**REQUIRED WORK**
Report every line of the listing below that contains the string "marker", copying each such line in full. Case counts.

**SUPPLIED DATA**
——

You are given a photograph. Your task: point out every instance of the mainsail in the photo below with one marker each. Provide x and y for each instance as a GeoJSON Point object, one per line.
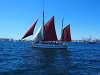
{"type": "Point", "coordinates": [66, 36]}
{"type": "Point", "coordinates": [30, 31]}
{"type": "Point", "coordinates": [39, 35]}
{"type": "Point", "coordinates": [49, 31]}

——

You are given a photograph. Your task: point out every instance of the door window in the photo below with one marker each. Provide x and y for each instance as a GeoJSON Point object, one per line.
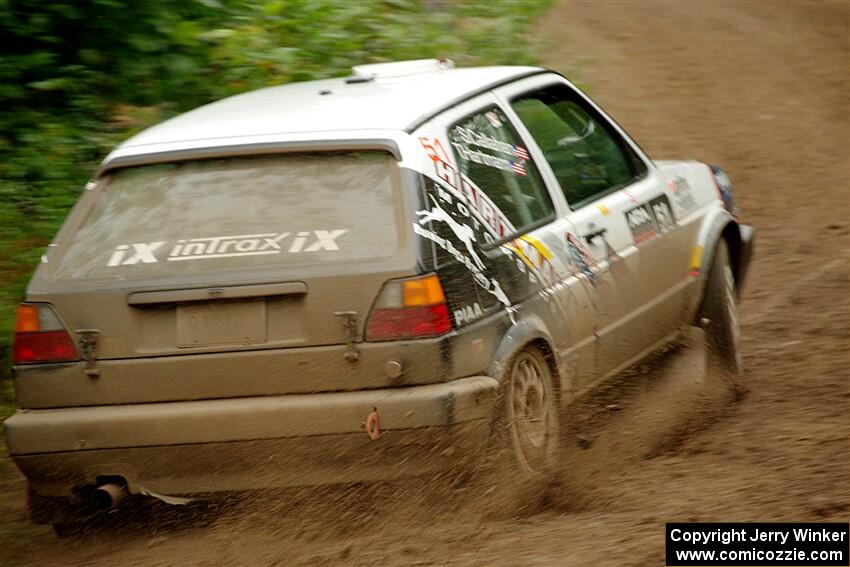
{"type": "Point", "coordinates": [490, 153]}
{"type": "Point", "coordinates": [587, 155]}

——

**EXERCISE SOLUTION**
You are given a photograph. Your task: point out every instance of the mainsail in the photo below with one marker each. Provide x and y for each instance as a GeoJSON Point object, one per line.
You are given a photograph. Your task: point out every instance of the door window in the photo below with one marker each. Provide x and y for each instance as a GeoJSON Point object, one per line.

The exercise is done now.